● **Kutipan Teks**:
++++++++++++++++++++

Opini

Pembenahan Kriteria Imkan Rukyah dan Hadidul Bashar

Rab, 27 April 2022 | 09:00 WIB

Pembenahan Kriteria Imkan Rukyah dan Hadidul Bashar

Diagram sederhana langit barat saat ghurub, dengan ufuk (garis merah), kriteria imkan rukyah lama (garis kuning) dan kriteria IRNU (garis putih). (Sumber: Sudibyo, 2022).

Dalam kesempatan ikhbar awal Ramadhan 1443H pada Jumat 1 April 2022 lalu, Ketua Umum PBNU KH Yahya Cholil Staquf menyampaikan bahwa pada saat ini Nahdlatul Ulama memiliki norma baru terkait penetapan awal bulan Hijriyyah. Norma baru yang diputuskan dalam Muktamar Ke–34 tahun 2021 diderivasikan ke dalam bentuk kriteria Imkan Rukyah Nahdlatul Ulama (IRNU) yang ditetapkan Lembaga Falakiyah PBNU.


Segenap struktur organisasi Nahdlatul Ulama dalam segenap tingkatan diminta untuk taat asas organisasi dengan mengikuti kriteria yang telah ditetapkan di PBNU. Namun demikian warga Nahdlatul Ulama nonstruktural masih diperkenankan jika berkeinginan mengikuti imkan rukyah yang lama, hanya kali ini di bawah kondisi hadidul bashar


Pembenahan Kriteria


Seperti telah dijelaskan dalam tulisan sebelumnya, kriteria imkan rukyah dalam Nahdlatul Ulama memiliki fungsi ganda: sebagai landasan untuk penerimaan laporan terlihatnya hilal (syahadah) sekaligus sebagai tolok ukur dalam penyusunan almanak dan kalender.

++++++++++++++++++++

● **Kutipan Baris**:
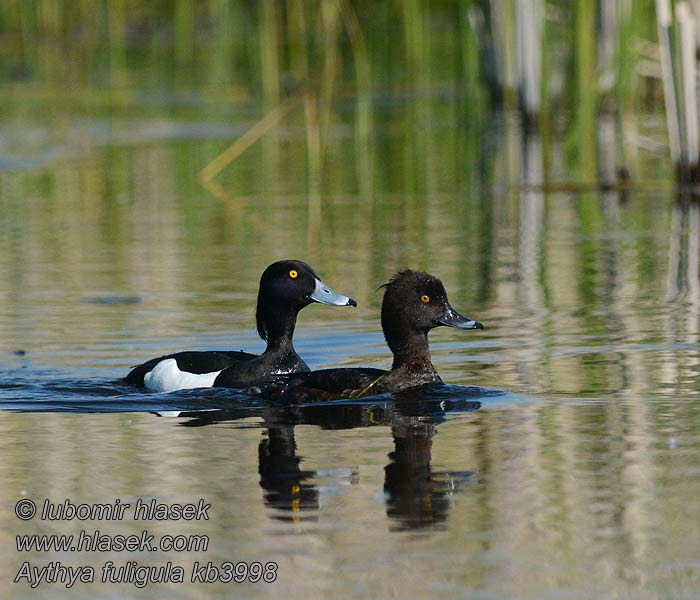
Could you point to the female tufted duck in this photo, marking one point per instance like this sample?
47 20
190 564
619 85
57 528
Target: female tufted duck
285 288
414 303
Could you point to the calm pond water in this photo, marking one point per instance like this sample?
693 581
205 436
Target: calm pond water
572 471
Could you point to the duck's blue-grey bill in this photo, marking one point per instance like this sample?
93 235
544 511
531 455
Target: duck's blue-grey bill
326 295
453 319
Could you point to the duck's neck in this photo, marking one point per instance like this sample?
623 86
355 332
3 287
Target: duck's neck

++++++++++++++++++++

● **Tugas yang Dikerjakan**:
a) Dalam teks tentang kriteria imkan rukyah, pada muktamar keberapa dan tahun berapa norma baru Nahdlatul Ulama itu diputuskan?
b) Kutip tanpa perubahan sedikit pun semua baris pada bagian kutipan baris, mulai dari baris yang memuat "Could you point to the duck's blue-grey" sampai baris terakhir bagian tersebut.

● **Jawaban**:
a) Norma baru itu diputuskan dalam Muktamar Ke-34 tahun 2021.

b)
Could you point to the duck's blue-grey bill in this photo, marking one point per instance like this sample?
93 235
544 511
531 455
Target: duck's blue-grey bill
326 295
453 319
Could you point to the duck's neck in this photo, marking one point per instance like this sample?
623 86
355 332
3 287
Target: duck's neck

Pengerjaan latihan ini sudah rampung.